Strong RAG evals are built around concrete failure modes rather than abstract scoreboards.

Missed evidence

The correct information exists in the corpus but the retriever fails to surface it.

Distracting evidence

The retriever returns passages that look relevant but actually push the answer toward the wrong interpretation.

Ungrounded synthesis

The answer mixes retrieved facts with unsupported claims, invented constraints, or overconfident interpolation.

Bad citations

The answer cites text that is adjacent to the claim, only partially supportive, or unrelated to the exact statement.

These categories matter because each one points to a different engineering response. Missed evidence may require better chunking, metadata, or ranking. Ungrounded synthesis may require a stricter generation prompt or a different rubric. Bad citations may reflect answer formatting logic rather than retrieval quality. Those fixes typically enter the delivery loop through build-time evals.

Dataset Design

What a RAG eval dataset should include

RAG datasets should not consist only of question-answer pairs. They should also preserve what evidence should be available, what evidence should not be used, and how the system should behave when the corpus is incomplete.

Answerable queries: cases where the corpus clearly contains the answer.
Unanswerable queries: cases where the system should say the corpus does not support a definitive answer.
Conflicting evidence: cases where documents disagree and the system must reflect uncertainty or explain the discrepancy.
Near-match traps: cases where documents look related but answer a different question.
Citation-sensitive cases: claims where precise source mapping matters, especially in policy, legal, medical, or enterprise knowledge settings.

This is one reason RAG evaluation depends heavily on the dataset design discipline described in the eval data article. Without well-structured scenarios, retrieval results are hard to interpret.

Example

A concrete RAG eval example

Imagine an internal policy assistant answering benefits questions from an enterprise handbook corpus. A user asks whether unused leave can be carried over into next year.

Field	Example
Query	"Can I carry over my unused leave balance into next year?"
Required evidence	The leave policy section defining carryover limits, expiration timing, and any regional exceptions.
Retrieval expectation	The system should retrieve the relevant policy section rather than general PTO descriptions or unrelated holiday rules.
Grounding expectation	The answer should state the carryover rule exactly as written and note exceptions only if they are documented in the retrieved material.

**Raw data**
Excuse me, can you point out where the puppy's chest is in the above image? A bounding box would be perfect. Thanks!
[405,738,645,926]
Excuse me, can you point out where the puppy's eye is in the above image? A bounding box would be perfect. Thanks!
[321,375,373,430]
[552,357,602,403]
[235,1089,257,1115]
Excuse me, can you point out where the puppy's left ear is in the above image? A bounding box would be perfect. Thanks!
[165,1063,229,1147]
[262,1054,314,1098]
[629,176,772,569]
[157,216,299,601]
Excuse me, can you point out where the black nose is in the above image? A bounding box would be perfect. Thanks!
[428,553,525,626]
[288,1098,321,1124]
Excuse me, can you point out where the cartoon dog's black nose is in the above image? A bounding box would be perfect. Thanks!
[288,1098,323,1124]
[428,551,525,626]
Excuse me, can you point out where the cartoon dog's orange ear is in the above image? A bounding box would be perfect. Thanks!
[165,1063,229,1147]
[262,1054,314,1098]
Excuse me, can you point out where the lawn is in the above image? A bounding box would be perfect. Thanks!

==

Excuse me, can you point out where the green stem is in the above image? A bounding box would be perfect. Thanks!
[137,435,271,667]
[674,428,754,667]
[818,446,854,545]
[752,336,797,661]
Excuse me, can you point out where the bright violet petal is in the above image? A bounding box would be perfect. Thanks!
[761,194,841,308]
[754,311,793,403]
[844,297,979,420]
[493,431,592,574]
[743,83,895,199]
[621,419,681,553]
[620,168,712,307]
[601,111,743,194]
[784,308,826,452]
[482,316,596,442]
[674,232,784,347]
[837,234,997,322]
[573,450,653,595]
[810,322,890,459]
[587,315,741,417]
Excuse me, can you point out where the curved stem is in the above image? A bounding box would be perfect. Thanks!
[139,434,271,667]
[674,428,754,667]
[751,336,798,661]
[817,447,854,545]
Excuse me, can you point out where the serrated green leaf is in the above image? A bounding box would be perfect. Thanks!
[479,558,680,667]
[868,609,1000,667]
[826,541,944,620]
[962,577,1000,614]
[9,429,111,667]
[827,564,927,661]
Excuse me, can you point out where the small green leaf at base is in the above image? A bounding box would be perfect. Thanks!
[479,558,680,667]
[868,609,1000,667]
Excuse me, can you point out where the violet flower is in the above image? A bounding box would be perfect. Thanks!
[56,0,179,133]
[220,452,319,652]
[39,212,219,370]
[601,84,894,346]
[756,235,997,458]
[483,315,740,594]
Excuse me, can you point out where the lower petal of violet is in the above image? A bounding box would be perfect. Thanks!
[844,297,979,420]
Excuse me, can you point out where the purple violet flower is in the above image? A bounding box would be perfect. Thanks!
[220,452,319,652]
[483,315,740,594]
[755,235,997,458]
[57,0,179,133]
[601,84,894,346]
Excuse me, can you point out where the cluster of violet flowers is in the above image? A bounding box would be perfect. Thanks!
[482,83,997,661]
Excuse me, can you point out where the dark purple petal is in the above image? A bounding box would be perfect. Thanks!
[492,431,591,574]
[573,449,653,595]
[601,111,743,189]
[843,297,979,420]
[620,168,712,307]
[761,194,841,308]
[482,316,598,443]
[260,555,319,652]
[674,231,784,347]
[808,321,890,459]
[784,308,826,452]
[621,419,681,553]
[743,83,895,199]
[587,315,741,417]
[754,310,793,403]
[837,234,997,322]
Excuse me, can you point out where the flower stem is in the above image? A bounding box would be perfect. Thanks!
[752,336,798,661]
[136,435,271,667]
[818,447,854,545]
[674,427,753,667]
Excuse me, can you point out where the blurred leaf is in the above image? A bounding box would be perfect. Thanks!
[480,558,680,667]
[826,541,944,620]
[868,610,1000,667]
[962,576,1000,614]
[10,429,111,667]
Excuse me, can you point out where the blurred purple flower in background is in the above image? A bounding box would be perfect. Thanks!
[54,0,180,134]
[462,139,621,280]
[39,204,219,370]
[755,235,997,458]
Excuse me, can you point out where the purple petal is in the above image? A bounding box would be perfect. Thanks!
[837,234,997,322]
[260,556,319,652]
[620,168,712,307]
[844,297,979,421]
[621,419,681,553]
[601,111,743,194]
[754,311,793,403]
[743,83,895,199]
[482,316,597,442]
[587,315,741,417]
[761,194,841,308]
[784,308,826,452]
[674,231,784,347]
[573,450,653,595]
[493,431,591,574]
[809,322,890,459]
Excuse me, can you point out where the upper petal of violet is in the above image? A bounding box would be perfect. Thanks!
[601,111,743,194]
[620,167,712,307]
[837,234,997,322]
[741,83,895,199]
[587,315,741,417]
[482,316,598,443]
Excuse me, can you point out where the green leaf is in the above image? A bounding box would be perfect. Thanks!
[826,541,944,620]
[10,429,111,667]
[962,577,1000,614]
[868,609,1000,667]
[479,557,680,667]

**Exercise requirements**
Continue the text on RAG evaluation after its last line, in the same style.

**Exercise response**
Citation expectation	The cited passage should specifically contain the carryover rule, not just a nearby section from the same handbook.
Failure behavior	If region-specific information is missing, the system should say so rather than inventing an exception policy.

This one case can reveal several different system weaknesses. The value of the eval is not just the score. The value is the ability to isolate which layer failed.

Pitfalls

Common RAG eval mistakes

Using answer correctness as the only metric: this hides whether the problem was retrieval, grounding, or citation quality.
Ignoring unanswerable cases: good RAG systems must know when the corpus does not justify an answer.
Scoring citations loosely: document-level overlap is often too weak when claim-level support is what matters.
Evaluating only ideal queries: real users ask vague, incomplete, or poorly phrased questions that stress retrieval differently.
Blaming the model for corpus gaps: some failures should trigger corpus improvement rather than prompt iteration.

Useful discipline: every failed RAG case should lead to one of four diagnoses: corpus problem, retrieval problem, grounding problem, or answer-presentation problem. If the diagnosis is always vague, the eval design needs work.

Action

How teams should start evaluating RAG in practice

Identify the highest-value question types users actually ask.
Create labeled cases with expected evidence, not just expected answers.
Separate retrieval, grounding, and citation scoring.
Add unanswerable and conflicting-evidence scenarios early.
Review failures by layer so engineering effort goes to the real source of error.

Teams do not need a perfect benchmark on day one. They do need a benchmark that reflects how RAG systems actually fail.